Rewrite every line of the material below as a numbered list, omitting any blank lines.

_Information given_:
==========

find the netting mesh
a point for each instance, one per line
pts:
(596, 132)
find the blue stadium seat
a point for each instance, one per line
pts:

==========

_Reply_:
1. find the netting mesh
2. a point for each instance, one per line
3. pts:
4. (596, 132)
5. find the blue stadium seat
6. a point for each instance, one per line
7. pts:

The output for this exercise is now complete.